### GOAL OF THE EXERCISE
Give the material as a Markdown table with the columns Row and Material line, one numbered row per line and blank lines left out. Start at the line containing "the red and" and end with the last line of the material.

### INFORMATION PROVIDED

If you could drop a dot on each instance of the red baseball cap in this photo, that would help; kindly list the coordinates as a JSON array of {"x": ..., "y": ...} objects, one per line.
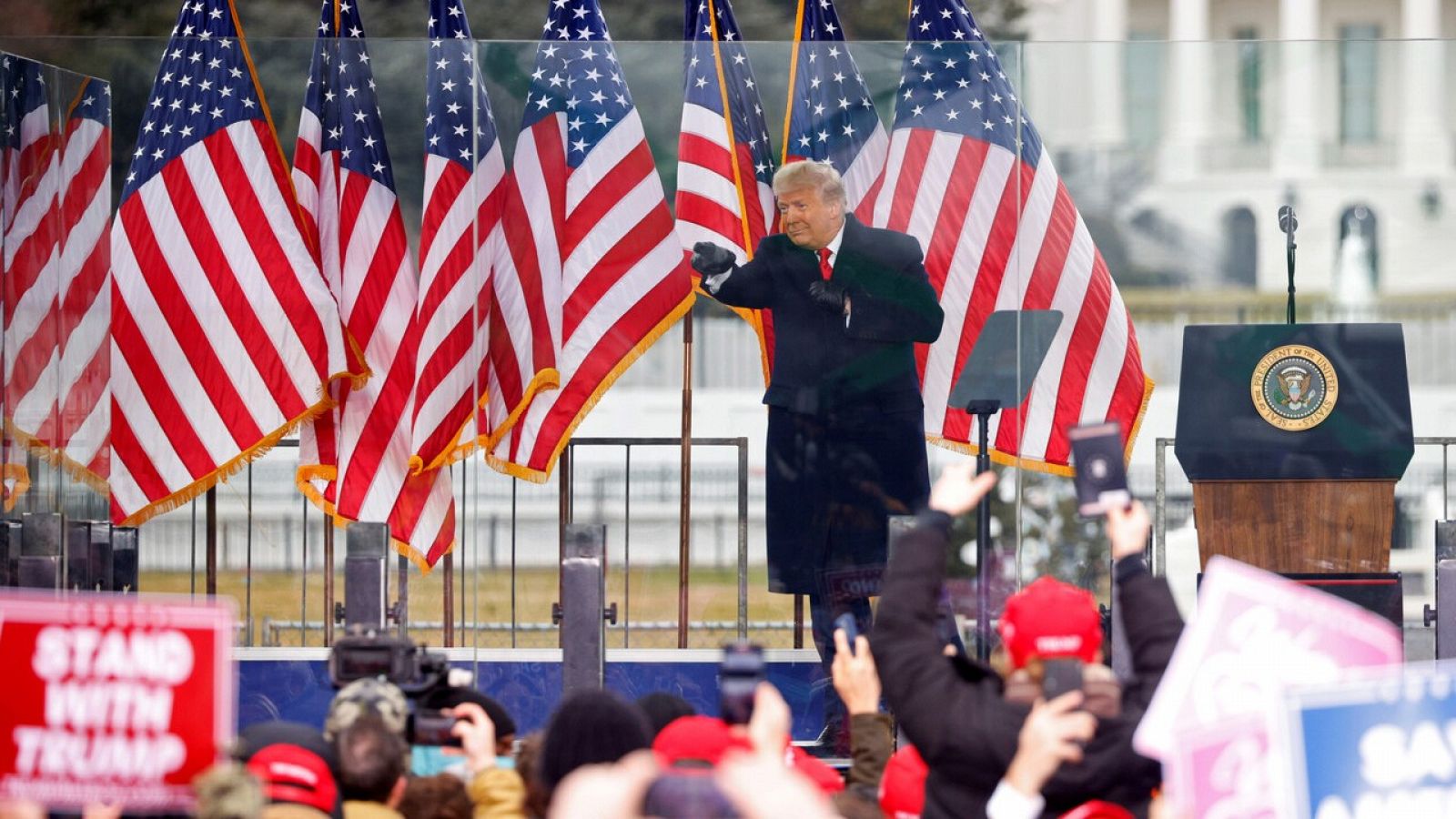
[
  {"x": 1098, "y": 809},
  {"x": 902, "y": 787},
  {"x": 295, "y": 774},
  {"x": 695, "y": 739},
  {"x": 1052, "y": 620}
]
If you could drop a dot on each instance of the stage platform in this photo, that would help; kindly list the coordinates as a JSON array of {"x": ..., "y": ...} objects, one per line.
[{"x": 293, "y": 683}]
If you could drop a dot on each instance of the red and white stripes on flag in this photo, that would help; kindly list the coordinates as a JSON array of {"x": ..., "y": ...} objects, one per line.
[
  {"x": 724, "y": 157},
  {"x": 33, "y": 254},
  {"x": 593, "y": 217},
  {"x": 354, "y": 462},
  {"x": 82, "y": 417},
  {"x": 485, "y": 339},
  {"x": 968, "y": 177},
  {"x": 223, "y": 331}
]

### SOLUTION FOR THIS EXERCISE
| Row | Material line |
|---|---|
| 1 | If you could drop a dot on each instance of the red and white stripes on flag in this photo, that would help; kindly list the coordinates as a JSON array of {"x": ..., "y": ...} objects, one per line. |
| 2 | [ |
| 3 |   {"x": 724, "y": 157}, |
| 4 |   {"x": 33, "y": 254}, |
| 5 |   {"x": 593, "y": 217}, |
| 6 |   {"x": 354, "y": 462}, |
| 7 |   {"x": 82, "y": 417}, |
| 8 |   {"x": 485, "y": 339}, |
| 9 |   {"x": 968, "y": 177}, |
| 10 |   {"x": 223, "y": 331} |
| 11 | ] |